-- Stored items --
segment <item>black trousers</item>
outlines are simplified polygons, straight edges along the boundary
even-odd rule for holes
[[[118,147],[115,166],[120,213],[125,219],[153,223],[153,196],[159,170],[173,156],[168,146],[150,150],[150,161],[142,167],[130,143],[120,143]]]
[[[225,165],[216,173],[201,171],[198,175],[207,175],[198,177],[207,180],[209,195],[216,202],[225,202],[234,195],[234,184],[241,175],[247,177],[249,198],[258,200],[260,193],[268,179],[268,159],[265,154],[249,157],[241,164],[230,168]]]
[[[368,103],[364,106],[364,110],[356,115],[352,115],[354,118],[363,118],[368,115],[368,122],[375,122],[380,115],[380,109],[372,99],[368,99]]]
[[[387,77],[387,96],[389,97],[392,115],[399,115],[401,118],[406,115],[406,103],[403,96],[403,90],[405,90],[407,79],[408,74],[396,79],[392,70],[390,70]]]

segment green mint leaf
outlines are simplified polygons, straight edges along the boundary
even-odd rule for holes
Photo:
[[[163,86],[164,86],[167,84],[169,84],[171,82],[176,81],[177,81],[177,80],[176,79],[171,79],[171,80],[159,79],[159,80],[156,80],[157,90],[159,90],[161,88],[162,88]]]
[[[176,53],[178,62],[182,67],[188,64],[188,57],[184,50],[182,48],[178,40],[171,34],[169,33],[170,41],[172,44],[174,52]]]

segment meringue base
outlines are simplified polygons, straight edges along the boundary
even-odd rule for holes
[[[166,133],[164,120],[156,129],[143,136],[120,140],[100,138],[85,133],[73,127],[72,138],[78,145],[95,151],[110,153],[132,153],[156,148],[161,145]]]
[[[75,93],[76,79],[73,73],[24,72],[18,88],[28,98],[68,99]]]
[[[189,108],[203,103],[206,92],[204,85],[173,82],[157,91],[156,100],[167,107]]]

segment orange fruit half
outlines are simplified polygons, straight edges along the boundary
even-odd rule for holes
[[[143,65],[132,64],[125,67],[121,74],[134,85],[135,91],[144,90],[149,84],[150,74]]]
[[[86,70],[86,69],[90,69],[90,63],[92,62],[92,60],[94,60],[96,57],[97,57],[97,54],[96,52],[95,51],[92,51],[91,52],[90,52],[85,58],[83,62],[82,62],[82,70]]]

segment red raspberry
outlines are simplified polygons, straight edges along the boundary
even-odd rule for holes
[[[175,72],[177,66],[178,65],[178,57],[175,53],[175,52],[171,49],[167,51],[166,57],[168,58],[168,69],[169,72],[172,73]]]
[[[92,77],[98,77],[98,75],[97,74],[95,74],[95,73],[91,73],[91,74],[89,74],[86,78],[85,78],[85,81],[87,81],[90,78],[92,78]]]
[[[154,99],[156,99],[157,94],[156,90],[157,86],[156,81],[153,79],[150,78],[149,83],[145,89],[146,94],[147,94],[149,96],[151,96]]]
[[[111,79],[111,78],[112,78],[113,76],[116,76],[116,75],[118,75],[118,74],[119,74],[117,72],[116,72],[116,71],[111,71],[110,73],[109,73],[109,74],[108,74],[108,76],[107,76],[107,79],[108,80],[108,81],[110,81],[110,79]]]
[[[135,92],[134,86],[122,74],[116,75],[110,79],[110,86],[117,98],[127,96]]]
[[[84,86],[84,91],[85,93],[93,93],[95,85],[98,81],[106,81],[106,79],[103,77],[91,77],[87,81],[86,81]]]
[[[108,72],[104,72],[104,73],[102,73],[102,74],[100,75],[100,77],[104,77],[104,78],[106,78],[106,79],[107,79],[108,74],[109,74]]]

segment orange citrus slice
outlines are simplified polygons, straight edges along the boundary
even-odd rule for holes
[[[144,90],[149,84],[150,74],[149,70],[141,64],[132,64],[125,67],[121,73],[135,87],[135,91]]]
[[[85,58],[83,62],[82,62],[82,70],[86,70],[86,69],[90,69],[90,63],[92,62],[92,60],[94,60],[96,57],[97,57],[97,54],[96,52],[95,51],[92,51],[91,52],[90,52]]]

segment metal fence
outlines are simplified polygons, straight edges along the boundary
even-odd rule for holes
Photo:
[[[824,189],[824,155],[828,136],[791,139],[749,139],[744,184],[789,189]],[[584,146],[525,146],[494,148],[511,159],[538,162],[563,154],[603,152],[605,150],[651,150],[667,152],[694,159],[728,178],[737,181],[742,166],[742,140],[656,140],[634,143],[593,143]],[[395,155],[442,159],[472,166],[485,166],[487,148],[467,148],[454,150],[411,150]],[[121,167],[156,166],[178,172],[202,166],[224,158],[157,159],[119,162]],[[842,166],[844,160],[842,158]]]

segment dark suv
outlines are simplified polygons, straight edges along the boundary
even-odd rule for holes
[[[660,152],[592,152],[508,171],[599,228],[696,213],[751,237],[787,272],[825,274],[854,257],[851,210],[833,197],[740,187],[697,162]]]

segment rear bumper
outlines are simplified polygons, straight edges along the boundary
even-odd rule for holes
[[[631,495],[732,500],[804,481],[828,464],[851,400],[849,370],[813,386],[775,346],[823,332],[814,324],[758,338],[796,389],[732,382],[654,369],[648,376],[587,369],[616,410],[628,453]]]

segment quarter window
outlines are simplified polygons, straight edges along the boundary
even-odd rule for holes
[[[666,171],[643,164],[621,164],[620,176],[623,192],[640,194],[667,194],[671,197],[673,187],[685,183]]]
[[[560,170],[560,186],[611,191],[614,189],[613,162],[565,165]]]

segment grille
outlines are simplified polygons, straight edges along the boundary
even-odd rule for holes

-- Exercise requirements --
Begin at the line that contains "segment quarter window" and stop at the end of the material. Give those lines as a JSON list of strings with one string per line, leaving out blank lines.

-- Written solution --
[
  "segment quarter window",
  "outlines are simplified polygons, straight edges along the boundary",
  "even-odd rule for holes",
  "[[[666,171],[643,164],[621,164],[620,176],[623,192],[640,194],[667,194],[671,197],[673,187],[685,183]]]",
  "[[[560,170],[560,186],[611,191],[614,189],[613,162],[565,165]]]",
  "segment grille",
  "outlines are simplified polygons, straight edges along the boundary",
  "even-odd rule for holes"
]